Em artigo publicado no Jornal Folha de São Paulo de 1/7/2005, o Presidente da OAB/SP, Luiz Flávio Borges D´Urso, repele as invasões a escritórios de advogados baseadas em mandados judiciais de busca e apreensão genéricos, informando que eles seriam ilegais e inconstitucionais, por macularem o Estado Democrático de Direito.

18/8/2008


Os direitos do cliente do advogado devem ser invioláveis?

Tânia Nigri*

Em artigo publicado no Jornal Folha de São Paulo de 1/7/2005, o Presidente da OAB/SP, Luiz Flávio Borges D'Urso, repele as invasões a escritórios de advogados baseadas em mandados judiciais de busca e apreensão genéricos, informando que eles seriam ilegais e inconstitucionais, por macularem o Estado Democrático de Direito.

A inviolabilidade dos escritórios de advocacia, segundo afirma, estaria garantida não só pelo artigo 133 da Constituição Federal (clique aqui), mas também pela Lei nº. 8.906/94 (Estatuto da Advocacia - clique aqui), o que, por si só, impediria a expedição de mandados genéricos, sem a especificação dos objetos a serem buscados e apreendidos. Assim, a prática tem causado enorme transtorno aos advogados, além de expor os dados de clientes, que nenhuma relação guardam com o inquérito, arranhando a credibilidade desses escritórios.

O artigo 7º, inciso II, da Lei nº. 8.906/94, na versão que vigora atualmente, assegura a inviolabilidade do escritório ou local de trabalho do advogado, de seus arquivos e dados, de sua correspondência e de suas comunicações, inclusive telefônicas ou afins, salvo no caso de busca e apreensão determinada por magistrado e acompanhada por representantes da OAB.

O projeto de lei complementar nº 36/06, que busca alterar o inciso II do art. 7º da Lei nº. 8.906, de 1994 torna mais robusta essa inviolabilidade, classificando como instrumento inviolável do advogado "todo e qualquer bem imóvel ou intelectual utilizado no exercício da advocacia, especialmente seus computadores, telefones, arquivos impressos ou digitais, bancos de dados, livros e anotações de qualquer espécie, bem como documentos, objetos e mídias de som ou imagem, recebidos de clientes ou de terceiros".

===

Tarefas a cumprir >>
**a)** No texto sobre a inviolabilidade dos escritórios de advocacia, qual projeto de lei complementar busca alterar o inciso II do art. 7º da Lei nº. 8.906/94?
**b)** Reproduza o texto sobre a inviolabilidade dos escritórios de advocacia de "O artigo 7º, inciso" até "representantes da OAB.", sem alterar nada.
**c)** Prossiga com o texto sobre a inviolabilidade dos escritórios de advocacia a partir do ponto em que ele termina.
O material não tem papel algum aqui.

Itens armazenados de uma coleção
===

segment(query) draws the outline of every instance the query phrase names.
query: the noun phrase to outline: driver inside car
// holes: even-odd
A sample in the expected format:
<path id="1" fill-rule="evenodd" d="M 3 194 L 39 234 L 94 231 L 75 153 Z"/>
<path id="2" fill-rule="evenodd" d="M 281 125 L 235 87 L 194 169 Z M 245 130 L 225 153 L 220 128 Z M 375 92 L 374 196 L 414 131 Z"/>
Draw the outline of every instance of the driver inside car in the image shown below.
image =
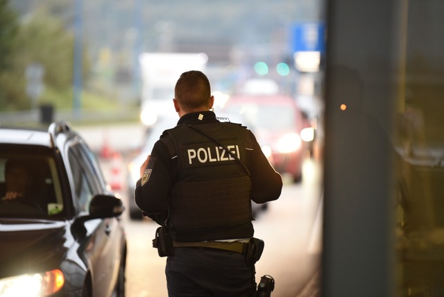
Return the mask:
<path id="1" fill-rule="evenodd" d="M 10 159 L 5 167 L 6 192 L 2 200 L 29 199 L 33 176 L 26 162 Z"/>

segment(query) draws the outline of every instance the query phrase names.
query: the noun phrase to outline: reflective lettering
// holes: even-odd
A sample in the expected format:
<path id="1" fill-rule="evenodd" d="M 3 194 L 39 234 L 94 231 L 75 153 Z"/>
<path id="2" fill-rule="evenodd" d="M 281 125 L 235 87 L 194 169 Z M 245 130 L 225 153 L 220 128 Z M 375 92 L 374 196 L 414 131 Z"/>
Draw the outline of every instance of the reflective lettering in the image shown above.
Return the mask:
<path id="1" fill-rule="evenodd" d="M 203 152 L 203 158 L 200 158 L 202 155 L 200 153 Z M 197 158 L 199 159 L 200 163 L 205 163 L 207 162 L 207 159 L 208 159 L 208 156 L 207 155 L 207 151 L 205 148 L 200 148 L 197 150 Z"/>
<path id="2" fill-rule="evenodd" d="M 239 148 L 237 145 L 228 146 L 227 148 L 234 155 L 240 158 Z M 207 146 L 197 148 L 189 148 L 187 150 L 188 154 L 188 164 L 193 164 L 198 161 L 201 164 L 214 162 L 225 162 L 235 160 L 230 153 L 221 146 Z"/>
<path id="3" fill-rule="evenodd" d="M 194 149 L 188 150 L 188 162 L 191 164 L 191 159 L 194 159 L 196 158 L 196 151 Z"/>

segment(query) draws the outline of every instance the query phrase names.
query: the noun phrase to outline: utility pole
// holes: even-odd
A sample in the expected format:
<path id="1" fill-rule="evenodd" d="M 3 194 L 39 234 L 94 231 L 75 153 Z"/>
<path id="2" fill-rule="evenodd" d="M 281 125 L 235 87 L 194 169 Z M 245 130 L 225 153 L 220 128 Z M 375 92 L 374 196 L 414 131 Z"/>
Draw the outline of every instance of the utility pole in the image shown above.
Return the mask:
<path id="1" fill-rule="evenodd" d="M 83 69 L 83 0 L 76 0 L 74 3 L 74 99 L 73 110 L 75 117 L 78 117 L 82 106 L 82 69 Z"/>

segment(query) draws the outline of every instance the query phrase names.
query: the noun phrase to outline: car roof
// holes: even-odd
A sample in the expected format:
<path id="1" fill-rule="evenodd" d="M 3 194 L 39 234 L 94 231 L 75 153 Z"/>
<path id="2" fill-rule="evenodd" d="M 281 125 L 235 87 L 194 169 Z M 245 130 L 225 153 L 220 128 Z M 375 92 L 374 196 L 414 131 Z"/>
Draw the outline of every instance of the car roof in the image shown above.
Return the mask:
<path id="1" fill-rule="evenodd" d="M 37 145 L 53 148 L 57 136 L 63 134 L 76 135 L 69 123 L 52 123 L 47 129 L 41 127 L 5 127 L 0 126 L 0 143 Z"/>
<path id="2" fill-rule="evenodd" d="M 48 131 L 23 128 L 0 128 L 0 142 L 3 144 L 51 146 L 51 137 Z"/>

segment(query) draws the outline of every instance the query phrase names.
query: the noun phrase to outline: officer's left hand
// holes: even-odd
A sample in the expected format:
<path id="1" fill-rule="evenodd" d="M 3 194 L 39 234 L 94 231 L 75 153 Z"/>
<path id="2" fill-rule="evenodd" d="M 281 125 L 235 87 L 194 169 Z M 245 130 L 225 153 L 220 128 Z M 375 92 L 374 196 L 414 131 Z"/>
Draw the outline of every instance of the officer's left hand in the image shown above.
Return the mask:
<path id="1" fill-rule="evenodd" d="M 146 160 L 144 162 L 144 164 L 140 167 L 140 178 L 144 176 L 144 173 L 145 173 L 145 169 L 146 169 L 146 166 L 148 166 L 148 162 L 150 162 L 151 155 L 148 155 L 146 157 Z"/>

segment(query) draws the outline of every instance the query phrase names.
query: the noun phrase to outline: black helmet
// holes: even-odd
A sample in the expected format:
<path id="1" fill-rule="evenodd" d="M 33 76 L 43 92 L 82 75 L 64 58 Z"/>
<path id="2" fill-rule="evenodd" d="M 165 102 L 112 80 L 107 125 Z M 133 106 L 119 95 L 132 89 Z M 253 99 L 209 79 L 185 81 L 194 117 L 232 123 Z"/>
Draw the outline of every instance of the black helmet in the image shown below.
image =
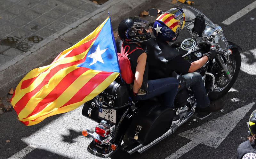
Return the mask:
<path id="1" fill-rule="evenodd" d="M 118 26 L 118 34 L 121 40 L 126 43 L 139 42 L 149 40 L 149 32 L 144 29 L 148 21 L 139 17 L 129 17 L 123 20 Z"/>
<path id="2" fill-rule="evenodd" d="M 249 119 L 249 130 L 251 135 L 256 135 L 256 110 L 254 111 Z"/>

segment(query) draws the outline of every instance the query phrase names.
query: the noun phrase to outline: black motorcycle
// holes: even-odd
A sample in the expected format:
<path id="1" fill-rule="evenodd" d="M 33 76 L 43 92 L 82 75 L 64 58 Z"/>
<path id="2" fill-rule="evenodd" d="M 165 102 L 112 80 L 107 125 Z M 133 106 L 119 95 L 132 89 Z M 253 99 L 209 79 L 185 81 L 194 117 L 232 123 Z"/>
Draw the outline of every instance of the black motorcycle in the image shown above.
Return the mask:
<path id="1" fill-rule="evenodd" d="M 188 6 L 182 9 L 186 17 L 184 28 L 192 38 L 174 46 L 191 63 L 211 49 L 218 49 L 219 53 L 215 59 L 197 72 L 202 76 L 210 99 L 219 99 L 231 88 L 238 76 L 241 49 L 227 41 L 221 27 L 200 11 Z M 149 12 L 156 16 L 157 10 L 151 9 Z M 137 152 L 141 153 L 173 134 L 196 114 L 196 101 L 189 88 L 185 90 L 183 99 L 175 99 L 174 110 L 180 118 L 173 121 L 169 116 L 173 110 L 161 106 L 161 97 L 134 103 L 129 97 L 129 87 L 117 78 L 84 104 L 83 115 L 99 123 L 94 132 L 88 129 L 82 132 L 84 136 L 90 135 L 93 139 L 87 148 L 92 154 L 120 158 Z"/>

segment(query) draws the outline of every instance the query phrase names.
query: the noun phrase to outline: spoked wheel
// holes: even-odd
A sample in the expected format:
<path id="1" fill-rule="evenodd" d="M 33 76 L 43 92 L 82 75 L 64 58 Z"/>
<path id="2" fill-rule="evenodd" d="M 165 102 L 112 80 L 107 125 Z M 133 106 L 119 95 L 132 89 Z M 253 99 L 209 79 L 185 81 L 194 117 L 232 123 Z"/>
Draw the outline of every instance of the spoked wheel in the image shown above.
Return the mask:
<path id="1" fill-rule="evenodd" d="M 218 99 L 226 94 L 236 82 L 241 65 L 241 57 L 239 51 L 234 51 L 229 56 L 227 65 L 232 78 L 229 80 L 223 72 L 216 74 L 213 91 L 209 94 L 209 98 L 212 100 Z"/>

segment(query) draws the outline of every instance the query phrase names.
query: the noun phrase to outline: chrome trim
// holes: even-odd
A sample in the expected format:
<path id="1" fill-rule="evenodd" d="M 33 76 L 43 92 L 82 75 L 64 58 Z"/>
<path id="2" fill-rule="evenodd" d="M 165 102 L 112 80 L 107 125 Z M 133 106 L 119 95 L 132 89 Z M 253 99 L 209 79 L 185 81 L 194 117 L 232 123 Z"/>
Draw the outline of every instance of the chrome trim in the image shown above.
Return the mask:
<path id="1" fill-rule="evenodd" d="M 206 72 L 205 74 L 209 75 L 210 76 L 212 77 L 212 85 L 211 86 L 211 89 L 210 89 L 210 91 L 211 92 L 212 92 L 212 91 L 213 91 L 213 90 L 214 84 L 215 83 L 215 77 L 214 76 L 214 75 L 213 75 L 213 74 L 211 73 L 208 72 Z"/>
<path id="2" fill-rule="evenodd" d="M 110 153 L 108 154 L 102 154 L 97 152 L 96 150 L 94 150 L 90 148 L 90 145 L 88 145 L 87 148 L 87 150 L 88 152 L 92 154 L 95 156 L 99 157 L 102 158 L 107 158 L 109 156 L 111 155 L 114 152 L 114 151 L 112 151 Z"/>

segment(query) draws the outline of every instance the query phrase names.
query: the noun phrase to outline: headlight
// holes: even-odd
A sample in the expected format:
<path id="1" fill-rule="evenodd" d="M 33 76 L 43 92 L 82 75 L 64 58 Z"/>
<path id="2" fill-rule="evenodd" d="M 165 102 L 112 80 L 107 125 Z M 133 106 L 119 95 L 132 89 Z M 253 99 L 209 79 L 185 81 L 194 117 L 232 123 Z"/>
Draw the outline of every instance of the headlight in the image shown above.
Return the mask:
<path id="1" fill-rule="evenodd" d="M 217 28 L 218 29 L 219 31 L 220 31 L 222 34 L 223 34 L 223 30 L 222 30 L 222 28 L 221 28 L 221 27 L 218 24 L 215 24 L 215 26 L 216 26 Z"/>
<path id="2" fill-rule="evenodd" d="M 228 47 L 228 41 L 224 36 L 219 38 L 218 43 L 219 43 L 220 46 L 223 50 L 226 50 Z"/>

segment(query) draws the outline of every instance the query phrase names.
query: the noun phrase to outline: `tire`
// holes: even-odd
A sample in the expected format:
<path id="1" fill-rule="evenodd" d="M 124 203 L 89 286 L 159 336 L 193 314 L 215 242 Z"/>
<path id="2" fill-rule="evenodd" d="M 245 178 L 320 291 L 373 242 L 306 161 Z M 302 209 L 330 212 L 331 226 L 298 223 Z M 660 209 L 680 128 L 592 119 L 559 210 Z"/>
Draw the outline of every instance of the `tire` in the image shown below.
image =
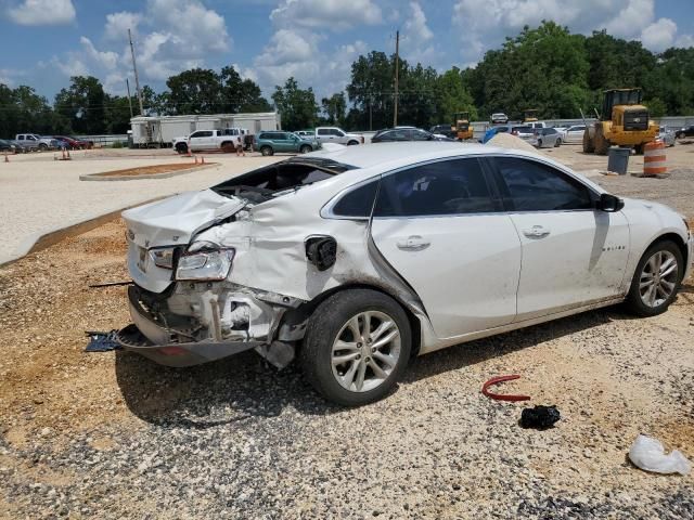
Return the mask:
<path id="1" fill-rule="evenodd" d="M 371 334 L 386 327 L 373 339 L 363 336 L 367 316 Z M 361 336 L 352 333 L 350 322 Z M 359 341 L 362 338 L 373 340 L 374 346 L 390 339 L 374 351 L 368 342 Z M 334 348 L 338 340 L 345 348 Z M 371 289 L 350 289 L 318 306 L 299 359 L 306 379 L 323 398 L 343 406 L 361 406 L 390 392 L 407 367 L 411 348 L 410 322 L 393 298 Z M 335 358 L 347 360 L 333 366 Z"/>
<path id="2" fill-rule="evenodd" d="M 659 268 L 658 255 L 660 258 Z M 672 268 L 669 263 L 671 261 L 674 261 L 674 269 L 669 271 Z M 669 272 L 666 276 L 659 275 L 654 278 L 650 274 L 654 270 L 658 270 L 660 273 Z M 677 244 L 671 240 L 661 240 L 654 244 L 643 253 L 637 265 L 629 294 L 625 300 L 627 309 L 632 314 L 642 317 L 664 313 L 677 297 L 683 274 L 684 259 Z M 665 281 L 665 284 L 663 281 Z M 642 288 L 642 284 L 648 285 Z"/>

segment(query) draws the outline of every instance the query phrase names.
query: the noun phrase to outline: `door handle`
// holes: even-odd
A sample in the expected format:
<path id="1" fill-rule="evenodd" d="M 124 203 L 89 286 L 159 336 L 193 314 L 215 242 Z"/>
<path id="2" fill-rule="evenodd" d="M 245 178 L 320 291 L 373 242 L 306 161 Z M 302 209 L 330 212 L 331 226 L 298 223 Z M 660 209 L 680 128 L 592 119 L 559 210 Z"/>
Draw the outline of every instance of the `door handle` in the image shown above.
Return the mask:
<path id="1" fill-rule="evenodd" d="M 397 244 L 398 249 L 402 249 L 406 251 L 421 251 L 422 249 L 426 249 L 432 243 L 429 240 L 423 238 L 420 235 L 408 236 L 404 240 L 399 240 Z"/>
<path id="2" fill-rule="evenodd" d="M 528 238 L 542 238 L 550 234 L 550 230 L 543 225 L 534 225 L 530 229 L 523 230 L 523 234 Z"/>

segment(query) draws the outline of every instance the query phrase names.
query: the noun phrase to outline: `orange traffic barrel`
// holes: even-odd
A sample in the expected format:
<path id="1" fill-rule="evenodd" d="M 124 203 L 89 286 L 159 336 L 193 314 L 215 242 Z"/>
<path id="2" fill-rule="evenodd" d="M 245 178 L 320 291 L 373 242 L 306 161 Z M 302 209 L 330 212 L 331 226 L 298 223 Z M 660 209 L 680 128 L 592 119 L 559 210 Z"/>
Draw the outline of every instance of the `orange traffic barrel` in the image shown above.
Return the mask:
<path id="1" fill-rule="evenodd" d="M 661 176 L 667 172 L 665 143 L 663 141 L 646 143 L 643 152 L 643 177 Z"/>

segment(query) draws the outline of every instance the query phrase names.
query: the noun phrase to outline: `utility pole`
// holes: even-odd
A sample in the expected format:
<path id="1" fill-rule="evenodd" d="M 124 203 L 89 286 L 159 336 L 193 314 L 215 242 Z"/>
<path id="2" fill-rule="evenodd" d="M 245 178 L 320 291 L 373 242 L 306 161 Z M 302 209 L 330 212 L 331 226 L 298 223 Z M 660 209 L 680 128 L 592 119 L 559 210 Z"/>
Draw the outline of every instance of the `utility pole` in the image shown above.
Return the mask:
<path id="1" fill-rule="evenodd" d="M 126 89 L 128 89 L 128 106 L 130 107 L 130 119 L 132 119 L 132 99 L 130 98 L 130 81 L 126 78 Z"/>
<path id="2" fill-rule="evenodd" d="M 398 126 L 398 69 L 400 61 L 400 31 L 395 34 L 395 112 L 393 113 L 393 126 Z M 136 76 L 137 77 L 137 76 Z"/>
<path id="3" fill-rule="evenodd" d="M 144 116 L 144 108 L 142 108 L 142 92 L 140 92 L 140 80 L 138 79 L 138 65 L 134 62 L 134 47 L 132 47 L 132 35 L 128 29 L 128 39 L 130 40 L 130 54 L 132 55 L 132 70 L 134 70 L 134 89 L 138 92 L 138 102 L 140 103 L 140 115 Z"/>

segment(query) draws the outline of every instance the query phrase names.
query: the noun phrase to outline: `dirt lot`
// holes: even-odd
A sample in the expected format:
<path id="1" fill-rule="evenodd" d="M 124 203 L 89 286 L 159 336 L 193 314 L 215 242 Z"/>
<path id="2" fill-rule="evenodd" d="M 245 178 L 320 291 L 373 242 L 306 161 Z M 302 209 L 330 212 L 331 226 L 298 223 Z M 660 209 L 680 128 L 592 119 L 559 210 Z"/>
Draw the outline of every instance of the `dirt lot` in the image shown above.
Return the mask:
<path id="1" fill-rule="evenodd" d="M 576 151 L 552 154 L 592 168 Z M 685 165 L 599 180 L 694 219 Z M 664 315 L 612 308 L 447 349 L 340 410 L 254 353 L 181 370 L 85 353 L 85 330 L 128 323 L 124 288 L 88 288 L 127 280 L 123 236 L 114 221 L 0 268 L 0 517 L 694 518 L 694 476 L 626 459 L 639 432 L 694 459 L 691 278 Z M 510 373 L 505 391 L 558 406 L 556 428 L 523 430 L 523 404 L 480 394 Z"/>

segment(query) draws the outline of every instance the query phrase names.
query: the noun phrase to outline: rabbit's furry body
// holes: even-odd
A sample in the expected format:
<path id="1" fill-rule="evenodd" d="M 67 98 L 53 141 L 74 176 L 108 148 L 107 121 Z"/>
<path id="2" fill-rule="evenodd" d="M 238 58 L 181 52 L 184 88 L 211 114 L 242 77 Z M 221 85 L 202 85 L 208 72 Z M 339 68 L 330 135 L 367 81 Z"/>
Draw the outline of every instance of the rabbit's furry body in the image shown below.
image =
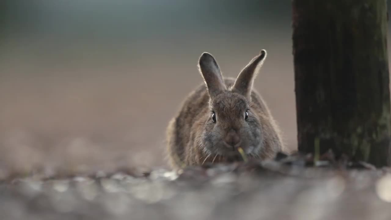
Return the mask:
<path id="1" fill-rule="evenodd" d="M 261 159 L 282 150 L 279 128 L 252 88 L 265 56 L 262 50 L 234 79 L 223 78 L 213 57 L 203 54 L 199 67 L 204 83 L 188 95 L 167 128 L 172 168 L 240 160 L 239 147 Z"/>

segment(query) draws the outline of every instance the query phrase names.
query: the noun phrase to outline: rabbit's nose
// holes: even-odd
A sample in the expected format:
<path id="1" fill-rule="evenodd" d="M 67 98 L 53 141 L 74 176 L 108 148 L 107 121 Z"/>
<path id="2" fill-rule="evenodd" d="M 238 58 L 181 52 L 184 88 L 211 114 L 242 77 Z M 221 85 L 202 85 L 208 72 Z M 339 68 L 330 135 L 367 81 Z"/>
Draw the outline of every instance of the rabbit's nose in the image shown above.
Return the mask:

===

Conjunto de respostas >>
**a)** O projeto de lei complementar nº 36/06.

**b)**
O artigo 7º, inciso II, da Lei nº. 8.906/94, na versão que vigora atualmente, assegura a inviolabilidade do escritório ou local de trabalho do advogado, de seus arquivos e dados, de sua correspondência e de suas comunicações, inclusive telefônicas ou afins, salvo no caso de busca e apreensão determinada por magistrado e acompanhada por representantes da OAB.

**c)**
Presentes os indícios de autoria e materialidade da prática de crime por parte de advogado, a autoridade judiciária competente poderá decretar a quebra da inviolabilidade em decisão motivada, expedindo mandado de busca e apreensão, específico e pormenorizado, a ser cumprido na presença de representante da OAB, sendo, em qualquer hipótese, vedada a utilização dos documentos, das mídias e dos objetos pertencentes a clientes do advogado averiguado, bem como dos demais instrumentos de trabalho que contenham informações sobre clientes, o que somente poderá ocorrer na hipótese desses mesmos clientes estarem sendo formalmente investigados, como partícipes ou co-autores do advogado, pela prática do mesmo crime que teria dado causa à quebra da inviolabilidade.

Da leitura da norma, conclui-se que, ao contrário do que se tem afirmado vastamente pelos meios de comunicação, o projeto não "blinda" o advogado criminoso, já que contra ele poderá ser cumprido o mandado de busca e apreensão. O projeto, em realidade, protege o cliente criminoso (desde que não seja partícipe ou co-autor do advogado), não sendo possível, nem mesmo por ordem judicial, acessar seus documentos (quaisquer que sejam), desde que eles estejam albergados no escritório do advogado.

Parte do projeto de lei que se busca seja sancionado pelo Presidente da República, está na contramão do profundo anseio, que viceja neste país, de combate à impunidade, além de dificultar e em alguns casos, inviabilizar por completo a persecução penal.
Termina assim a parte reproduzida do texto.